- _THE INPUT_:

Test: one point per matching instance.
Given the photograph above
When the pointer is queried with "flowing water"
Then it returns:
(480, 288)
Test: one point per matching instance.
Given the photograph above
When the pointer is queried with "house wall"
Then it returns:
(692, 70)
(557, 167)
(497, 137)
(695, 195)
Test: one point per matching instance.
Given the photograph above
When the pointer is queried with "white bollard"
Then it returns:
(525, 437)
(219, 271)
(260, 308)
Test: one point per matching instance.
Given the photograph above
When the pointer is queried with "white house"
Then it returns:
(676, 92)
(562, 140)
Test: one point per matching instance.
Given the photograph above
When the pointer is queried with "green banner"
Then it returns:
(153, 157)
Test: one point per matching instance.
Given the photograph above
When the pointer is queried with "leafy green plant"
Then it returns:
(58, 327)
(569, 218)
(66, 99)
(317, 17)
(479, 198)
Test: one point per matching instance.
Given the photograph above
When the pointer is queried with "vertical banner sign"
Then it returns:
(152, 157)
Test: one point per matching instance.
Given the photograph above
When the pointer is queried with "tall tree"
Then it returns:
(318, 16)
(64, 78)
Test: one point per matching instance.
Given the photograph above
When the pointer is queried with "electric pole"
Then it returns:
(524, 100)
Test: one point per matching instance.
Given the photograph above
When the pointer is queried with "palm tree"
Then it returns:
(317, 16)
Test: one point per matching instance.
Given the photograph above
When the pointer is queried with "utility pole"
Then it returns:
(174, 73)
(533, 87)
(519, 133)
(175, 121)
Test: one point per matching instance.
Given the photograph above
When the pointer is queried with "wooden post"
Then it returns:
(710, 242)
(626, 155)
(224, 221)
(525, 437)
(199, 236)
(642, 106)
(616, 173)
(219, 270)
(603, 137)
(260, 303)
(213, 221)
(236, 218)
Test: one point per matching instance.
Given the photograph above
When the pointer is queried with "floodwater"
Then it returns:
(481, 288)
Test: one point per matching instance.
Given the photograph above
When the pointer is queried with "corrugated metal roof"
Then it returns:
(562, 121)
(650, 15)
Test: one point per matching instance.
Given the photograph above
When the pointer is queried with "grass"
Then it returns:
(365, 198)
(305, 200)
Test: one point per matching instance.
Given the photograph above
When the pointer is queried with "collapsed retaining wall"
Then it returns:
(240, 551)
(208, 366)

- _YOUR GOAL_: Among the lines above, please find those with "white" and copy them.

- _YOUR SOLUTION_:
When the pointer is queried with "white bollard"
When the pointer is queried with "white house"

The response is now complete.